To be done –
[1] In the blog post on camera-phone filters, which effect does the writer name as a favorite?
[2] How many lines of the records contain the string "information"? Case counts; reply with the number only.

Thursday, October 25, 2012

Camera-Phone Pictures: FX Filter Comparison

The title of this post makes the entire enterprise sound boring. Let's prove it's not!

One of the earliest free apps I downloaded was a thing called "FX Camera". It had a series of things it would apply to the photograph taken by the camera lens to make it look like it was taken with a special camera. The original effects were Toy Camera, Fishbowl, Polaroid, Pop Art, and "Quadro-Mirror".

The Toy Camera filter is my favorite of those, and it tries to give the picture the color and quality of an old Holga or Diana plastic camera, something I'm pretty familiar with. The Polaroid effect is also pretty neat. The Fishbowl effect is too grainy; the Pop Art effect turns one photo into a postcard with four of the same pictures tiled and in different colors (which makes it really hard to make anything out), and what I call "Quadro-Mirror" flips and spins an image, to make something resembling a Rorschach blot.

I just wanted to compare some of the effects here, since I just took the pictures off the camera.

Here are two pictures, one taken with the regular camera on my phone, and the second taken with the Toy Camera "filter" activated. This was from the long hike with Norm at the end of May:



You can see how the colors of the pilings have gone from what it looks like normally in the top picture, to the greened look in the bottom. I think it just messes with hues and saturation. I think I like the second picture better.

Records supplied –
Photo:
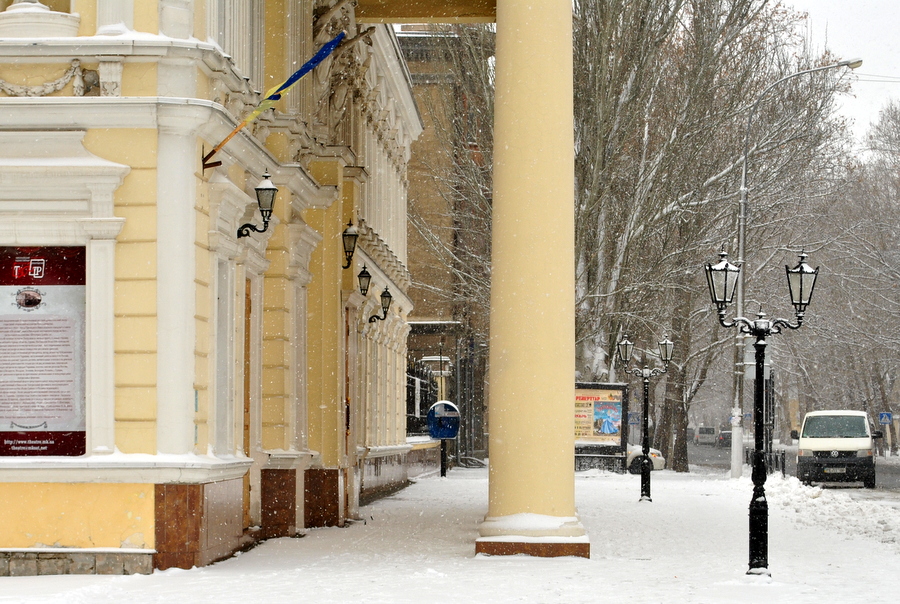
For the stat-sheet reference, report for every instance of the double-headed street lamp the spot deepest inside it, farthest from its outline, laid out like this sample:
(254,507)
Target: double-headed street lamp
(738,379)
(665,354)
(722,279)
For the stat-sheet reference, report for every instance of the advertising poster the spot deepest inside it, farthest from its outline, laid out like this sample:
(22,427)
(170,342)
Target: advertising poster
(42,351)
(599,412)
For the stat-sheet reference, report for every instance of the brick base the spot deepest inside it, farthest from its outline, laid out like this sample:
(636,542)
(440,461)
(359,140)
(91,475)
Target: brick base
(538,550)
(77,562)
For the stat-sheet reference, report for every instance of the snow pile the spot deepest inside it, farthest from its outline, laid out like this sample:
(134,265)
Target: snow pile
(840,511)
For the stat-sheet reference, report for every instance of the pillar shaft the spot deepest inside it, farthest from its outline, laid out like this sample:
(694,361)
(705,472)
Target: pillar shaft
(532,352)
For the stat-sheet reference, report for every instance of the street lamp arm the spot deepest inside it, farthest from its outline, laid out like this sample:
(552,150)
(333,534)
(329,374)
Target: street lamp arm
(645,372)
(760,327)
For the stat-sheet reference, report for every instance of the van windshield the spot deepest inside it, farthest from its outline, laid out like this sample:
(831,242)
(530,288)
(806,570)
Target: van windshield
(835,426)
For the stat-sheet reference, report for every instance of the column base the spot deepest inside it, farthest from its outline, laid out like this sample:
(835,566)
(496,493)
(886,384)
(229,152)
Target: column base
(538,549)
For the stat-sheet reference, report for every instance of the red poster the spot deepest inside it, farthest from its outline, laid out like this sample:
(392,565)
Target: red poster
(42,351)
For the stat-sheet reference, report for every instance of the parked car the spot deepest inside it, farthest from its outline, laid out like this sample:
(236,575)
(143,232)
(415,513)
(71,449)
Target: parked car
(705,435)
(633,461)
(724,439)
(836,446)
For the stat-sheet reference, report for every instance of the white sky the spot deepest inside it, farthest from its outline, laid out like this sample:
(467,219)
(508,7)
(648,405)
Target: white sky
(863,28)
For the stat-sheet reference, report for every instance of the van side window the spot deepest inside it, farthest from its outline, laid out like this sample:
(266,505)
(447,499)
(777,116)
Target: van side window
(835,426)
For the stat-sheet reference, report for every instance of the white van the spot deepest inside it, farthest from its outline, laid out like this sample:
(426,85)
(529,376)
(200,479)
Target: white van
(836,446)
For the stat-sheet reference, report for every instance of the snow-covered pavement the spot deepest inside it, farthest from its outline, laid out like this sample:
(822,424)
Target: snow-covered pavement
(688,546)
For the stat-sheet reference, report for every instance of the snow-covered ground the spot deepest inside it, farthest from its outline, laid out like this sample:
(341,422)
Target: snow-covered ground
(688,546)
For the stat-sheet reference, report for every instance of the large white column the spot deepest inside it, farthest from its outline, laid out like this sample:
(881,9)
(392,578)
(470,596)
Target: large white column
(532,351)
(175,299)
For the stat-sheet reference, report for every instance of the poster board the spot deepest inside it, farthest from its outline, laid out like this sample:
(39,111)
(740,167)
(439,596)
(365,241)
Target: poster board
(42,351)
(601,412)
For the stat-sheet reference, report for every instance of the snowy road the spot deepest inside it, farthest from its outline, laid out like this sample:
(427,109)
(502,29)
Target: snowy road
(688,546)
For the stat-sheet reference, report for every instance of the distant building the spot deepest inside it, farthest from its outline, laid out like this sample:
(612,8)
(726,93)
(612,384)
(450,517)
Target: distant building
(172,392)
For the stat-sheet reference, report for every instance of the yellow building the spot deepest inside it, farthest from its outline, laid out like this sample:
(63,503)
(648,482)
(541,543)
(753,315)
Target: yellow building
(169,391)
(173,391)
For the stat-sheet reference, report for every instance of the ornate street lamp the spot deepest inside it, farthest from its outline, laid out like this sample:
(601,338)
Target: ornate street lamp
(265,198)
(743,209)
(625,348)
(721,279)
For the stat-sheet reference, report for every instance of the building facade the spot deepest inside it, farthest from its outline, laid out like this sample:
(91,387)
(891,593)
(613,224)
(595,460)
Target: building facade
(173,392)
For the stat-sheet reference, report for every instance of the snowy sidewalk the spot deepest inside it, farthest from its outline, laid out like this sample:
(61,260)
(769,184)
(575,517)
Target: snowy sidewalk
(688,545)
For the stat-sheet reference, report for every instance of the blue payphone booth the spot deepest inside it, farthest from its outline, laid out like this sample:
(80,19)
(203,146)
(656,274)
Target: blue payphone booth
(443,420)
(443,424)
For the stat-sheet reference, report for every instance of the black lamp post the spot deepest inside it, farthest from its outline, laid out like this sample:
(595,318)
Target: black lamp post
(265,197)
(722,278)
(665,354)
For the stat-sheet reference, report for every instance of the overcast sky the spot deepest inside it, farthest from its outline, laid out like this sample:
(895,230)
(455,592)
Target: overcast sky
(862,28)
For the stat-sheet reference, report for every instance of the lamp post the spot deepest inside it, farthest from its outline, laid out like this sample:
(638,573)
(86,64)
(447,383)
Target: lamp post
(625,348)
(722,279)
(737,441)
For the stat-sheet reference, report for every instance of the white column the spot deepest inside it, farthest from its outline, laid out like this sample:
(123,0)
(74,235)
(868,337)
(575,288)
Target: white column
(100,343)
(175,299)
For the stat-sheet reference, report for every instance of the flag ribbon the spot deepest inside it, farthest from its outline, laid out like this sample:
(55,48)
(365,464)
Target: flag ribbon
(274,95)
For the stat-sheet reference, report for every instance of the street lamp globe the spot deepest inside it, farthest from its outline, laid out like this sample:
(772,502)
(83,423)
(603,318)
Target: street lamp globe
(722,279)
(666,346)
(801,281)
(626,347)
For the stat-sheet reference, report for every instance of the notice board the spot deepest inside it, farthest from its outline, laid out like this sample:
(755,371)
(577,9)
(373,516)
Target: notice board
(599,412)
(42,351)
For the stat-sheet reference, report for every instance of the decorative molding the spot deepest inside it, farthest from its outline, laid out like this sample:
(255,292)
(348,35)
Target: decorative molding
(125,468)
(377,249)
(74,72)
(111,76)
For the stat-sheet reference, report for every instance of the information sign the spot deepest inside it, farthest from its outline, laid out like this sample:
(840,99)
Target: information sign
(42,351)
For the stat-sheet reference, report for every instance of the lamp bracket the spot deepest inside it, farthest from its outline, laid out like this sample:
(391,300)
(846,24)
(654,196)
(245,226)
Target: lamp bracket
(246,229)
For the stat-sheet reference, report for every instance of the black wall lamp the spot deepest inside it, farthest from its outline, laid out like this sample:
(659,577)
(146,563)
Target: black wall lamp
(386,299)
(350,235)
(364,280)
(265,197)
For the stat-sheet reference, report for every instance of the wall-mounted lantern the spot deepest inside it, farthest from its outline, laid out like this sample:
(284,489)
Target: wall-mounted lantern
(265,197)
(386,299)
(364,280)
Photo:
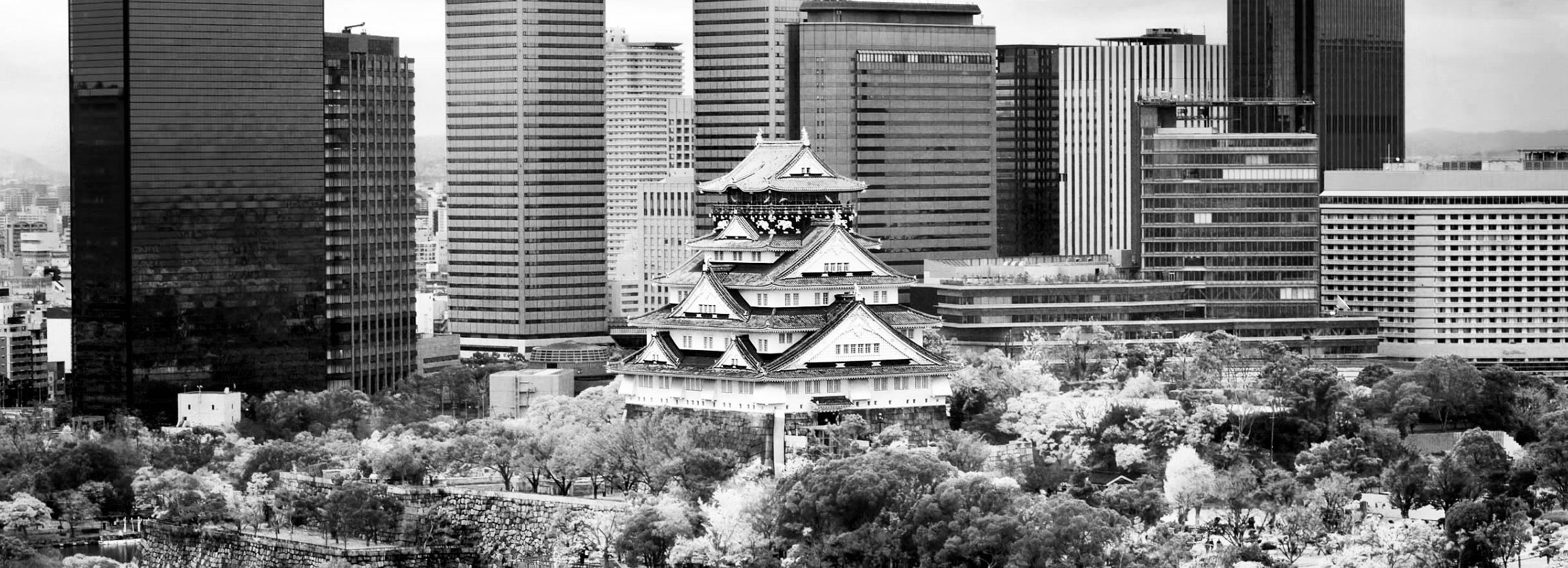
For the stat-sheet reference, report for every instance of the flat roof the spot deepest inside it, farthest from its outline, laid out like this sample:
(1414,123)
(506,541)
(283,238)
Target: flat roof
(904,7)
(1445,183)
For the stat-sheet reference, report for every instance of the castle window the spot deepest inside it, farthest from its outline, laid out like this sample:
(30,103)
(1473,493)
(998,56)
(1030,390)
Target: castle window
(857,349)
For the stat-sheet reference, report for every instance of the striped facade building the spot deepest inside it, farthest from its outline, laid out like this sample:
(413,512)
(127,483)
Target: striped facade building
(1098,127)
(525,173)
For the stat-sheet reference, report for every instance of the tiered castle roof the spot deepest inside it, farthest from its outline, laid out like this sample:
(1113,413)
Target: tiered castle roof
(786,226)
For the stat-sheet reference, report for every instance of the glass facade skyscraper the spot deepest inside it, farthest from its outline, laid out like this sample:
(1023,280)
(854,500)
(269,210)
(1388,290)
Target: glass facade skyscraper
(904,97)
(1028,150)
(369,210)
(198,200)
(1236,212)
(1347,55)
(525,173)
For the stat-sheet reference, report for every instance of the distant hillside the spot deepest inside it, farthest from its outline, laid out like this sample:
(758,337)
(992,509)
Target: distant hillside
(24,168)
(1477,145)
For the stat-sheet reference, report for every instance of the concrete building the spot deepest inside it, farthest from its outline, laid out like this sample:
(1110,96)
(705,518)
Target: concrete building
(525,173)
(211,409)
(1001,303)
(1454,262)
(1231,212)
(513,391)
(664,226)
(1098,127)
(784,321)
(1347,55)
(198,200)
(739,52)
(371,212)
(640,80)
(438,352)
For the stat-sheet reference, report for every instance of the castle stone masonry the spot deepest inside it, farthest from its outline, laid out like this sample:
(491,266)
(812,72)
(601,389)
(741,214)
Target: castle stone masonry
(784,319)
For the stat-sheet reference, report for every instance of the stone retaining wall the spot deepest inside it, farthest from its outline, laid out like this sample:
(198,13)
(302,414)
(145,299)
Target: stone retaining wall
(440,528)
(173,546)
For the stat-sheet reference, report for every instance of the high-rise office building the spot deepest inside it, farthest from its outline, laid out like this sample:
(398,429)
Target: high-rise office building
(525,173)
(737,71)
(664,225)
(1236,212)
(1028,150)
(1347,55)
(198,200)
(904,97)
(1098,131)
(640,80)
(369,212)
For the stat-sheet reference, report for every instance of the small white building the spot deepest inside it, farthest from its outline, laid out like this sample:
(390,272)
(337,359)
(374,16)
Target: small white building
(512,391)
(214,410)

Answer set –
[1] The Toy Camera filter.

[2] 2